§ **Page text**:
╭──

One does not think it’s a coincidence that seemingly disparate issues and groups, whether focused upon climate science denial, low taxes, immigration restrictions or white nationalism seem influenced by underlying ideology of radical right libertarians joined at the hip with eugenics, wanting to influence education, research and student outcomes.

 

Excerpts from Inside Story Australia:

 

The four-and-a-half-decade higher education squeeze

 

Rodney Tiffen 17 JUNE 2020

 

Calls for universities to reduce their reliance on international students ignore the incentives created by successive governments

 

‘It’s a long time — forty-five years in fact — since government funding of tertiary education peaked in Australia at 1.5 per cent of GDP. These days, the government contributes 0.8 per cent, or just over half that proportion. Back in 1975, around 277,000 students were enrolled in higher education; by 2016, the number had increased fivefold to 1.46 million.

 

Those figures capture the essential story of Australian universities over the past forty-five years: massive growth combined with declining public investment.

 

The suddenness of the Coronavirus pandemic has hit Australian universities very hard, but the acuteness of their problems has been greatly exacerbated by trends that have been building for decades. The federal government has offered much less support to universities than to other deeply affected parts of the economy, and many conservative commentators have used this as yet another occasion to criticise the sector.

 

Backbench Liberal senator James Paterson (graduate of the Koch affiliated IPA), for instance, says that “universities have not done themselves many favours in recent years,” as if reacting to the diminishing level of public support, especially from his own party, has not been a central driver of the strategies for survival universities have had to adopt.

╰──

§ **Your tasks**:
[A] In the page text, at what share of GDP did government funding of tertiary education in Australia peak?
[B] List the four focuses that the first sentence of the page text names for the seemingly disparate issues and groups.

§ **Lines excerpted from a collection**:
╭──

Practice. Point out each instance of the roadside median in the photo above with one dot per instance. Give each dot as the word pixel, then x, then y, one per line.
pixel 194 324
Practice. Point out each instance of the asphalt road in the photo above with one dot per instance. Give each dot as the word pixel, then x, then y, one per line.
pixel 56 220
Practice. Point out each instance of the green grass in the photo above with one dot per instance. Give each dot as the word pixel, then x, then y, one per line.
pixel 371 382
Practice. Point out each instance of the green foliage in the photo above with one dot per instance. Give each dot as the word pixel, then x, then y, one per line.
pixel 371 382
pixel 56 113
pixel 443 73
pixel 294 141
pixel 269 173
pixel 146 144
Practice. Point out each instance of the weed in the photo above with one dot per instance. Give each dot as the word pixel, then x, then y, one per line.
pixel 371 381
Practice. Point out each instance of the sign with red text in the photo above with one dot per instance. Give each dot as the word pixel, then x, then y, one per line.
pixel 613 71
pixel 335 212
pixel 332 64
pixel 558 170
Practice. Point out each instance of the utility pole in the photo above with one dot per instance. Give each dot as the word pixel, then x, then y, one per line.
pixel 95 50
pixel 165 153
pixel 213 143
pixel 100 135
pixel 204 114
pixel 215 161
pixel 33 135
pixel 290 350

╰──

§ **Task-by-task outputs**:
[A] 1.5 per cent of GDP

[B] Climate science denial, low taxes, immigration restrictions, white nationalism